Problem set:
a) Summarize the technical standards in two sentences.
b) According to the technical standards, whom should students contact if they are concerned about their ability to meet the standards?

Passage for review START

Technical Standards. In addition to the academic requirements for admission, applicants must also meet the technical standards that the college deems essential for training and practice in the profession of pharmacy. Upon admission, students in the Pharm.D. program will affirm that they have reviewed the technical standards and further acknowledge that they are capable of meeting the program’s technical standards with or without accommodations. Students who have concerns about their ability to meet these standards should contact the associate dean of the college. When requested, the college will provide reasonable accommodation to otherwise qualified students with disabilities. Disabled students must work with and be approved by URI’s Disability Services for Students.
These functions include, but are not limited to:
Observation: A candidate with or without accommodations must be able to observe demonstrations and experiments in the basic sciences. A candidate must be able to observe a patient accurately at a distance and close at hand. The candidate must be able to visually observe and interpret presented information. This will necessitate the functional use of vision, hearing, and somatic senses.
Communication: A candidate with or without accommodations must be able to communicate effectively and sensitively with patients, caregivers, faculty/staff, and all members of the healthcare team. The focus of this communication is to elicit information, describe changes in mood, activity, and posture, and perceive nonverbal communication. An applicant must be able to communicate effectively and efficiently in oral and written English.
Sensory/Motor: The candidate with or without accommodations must have sufficient motor function and skills necessary to perform basic tasks in the practice of pharmacy. Examples of such tasks may include the compounding of medicinals, physical assessment, the administration of drugs, and the provision of basic cardiac life support. Such actions require the coordination of both gross and fine muscular movements, equilibrium, and functional use of the senses.
Intellectual: A candidate must have the ability to measure, calculate, reason, analyze, synthesize, and integrate information that is essential to fully develop these skills. A candidate must be fully alert and attentive at all times in clinical settings.

Passage for review END
Supplied records START

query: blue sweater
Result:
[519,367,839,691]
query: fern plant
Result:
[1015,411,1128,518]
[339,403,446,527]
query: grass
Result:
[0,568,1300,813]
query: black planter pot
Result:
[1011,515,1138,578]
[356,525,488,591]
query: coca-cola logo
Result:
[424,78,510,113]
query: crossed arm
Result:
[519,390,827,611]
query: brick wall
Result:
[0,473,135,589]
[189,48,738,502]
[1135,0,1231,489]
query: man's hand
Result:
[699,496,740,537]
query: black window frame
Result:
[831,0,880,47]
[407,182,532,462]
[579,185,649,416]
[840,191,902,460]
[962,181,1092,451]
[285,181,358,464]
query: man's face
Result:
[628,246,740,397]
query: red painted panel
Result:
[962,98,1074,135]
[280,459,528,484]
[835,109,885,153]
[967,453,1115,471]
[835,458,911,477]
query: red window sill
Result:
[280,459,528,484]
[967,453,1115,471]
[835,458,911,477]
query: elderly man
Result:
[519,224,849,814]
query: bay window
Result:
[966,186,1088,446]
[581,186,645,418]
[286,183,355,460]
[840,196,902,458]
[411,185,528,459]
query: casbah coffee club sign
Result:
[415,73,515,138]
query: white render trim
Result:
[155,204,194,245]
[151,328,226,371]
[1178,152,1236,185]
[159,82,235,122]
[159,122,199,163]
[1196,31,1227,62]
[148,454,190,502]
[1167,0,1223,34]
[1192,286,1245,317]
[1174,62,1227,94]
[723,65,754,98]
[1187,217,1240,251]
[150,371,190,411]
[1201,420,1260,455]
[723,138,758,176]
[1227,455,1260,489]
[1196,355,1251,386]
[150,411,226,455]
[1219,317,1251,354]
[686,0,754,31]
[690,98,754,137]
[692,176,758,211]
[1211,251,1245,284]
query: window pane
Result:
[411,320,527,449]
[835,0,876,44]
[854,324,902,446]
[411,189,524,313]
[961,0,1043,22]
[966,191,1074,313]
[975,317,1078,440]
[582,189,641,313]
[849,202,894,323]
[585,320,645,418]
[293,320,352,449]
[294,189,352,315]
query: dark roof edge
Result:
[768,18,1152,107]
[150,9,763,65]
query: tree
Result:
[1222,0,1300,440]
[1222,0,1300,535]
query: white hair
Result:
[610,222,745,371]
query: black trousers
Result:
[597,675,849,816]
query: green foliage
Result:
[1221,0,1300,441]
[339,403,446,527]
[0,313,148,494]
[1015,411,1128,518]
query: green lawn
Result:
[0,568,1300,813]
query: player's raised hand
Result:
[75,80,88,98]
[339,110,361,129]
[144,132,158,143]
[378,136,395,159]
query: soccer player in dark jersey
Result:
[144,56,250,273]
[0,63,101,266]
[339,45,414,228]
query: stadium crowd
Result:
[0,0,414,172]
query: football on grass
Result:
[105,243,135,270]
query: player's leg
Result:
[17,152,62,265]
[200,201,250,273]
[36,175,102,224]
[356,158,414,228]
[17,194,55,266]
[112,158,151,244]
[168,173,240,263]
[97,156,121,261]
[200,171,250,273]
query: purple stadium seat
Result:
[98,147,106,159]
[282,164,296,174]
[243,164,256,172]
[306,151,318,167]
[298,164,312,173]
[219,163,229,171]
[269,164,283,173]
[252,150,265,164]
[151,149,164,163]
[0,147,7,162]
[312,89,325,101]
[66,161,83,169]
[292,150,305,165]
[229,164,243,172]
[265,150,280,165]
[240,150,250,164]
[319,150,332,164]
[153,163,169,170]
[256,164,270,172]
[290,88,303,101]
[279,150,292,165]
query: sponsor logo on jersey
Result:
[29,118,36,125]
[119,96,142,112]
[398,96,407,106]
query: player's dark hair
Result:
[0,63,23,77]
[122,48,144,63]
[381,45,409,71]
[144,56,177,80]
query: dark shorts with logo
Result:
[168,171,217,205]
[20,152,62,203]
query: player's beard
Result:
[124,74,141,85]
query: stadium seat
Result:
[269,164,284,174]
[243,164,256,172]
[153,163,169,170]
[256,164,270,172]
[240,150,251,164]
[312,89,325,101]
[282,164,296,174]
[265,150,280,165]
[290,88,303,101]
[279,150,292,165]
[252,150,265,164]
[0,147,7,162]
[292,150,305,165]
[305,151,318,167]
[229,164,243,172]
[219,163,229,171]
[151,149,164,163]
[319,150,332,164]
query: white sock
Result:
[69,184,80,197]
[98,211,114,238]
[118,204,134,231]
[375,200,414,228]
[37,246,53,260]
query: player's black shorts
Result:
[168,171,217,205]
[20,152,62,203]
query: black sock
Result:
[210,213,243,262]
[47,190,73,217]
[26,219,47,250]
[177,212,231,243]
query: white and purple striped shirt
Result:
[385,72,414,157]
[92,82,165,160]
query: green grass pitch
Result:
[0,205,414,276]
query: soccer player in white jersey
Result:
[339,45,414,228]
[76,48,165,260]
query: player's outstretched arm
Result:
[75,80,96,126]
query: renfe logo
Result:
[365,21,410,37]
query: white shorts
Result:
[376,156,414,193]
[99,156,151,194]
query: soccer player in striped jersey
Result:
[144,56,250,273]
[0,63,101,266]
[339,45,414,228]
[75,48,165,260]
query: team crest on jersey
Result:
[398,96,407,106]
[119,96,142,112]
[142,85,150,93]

Supplied records END

Your written answers:
a) Besides meeting academic admission requirements, Pharm.D. applicants must meet the college's technical standards with or without accommodations, and students with disabilities must work with and be approved by URI's Disability Services for Students. The standards include observation, communication, sensory and motor function, and intellectual abilities such as measuring, calculating, reasoning, and analyzing information.

b) The associate dean of the college.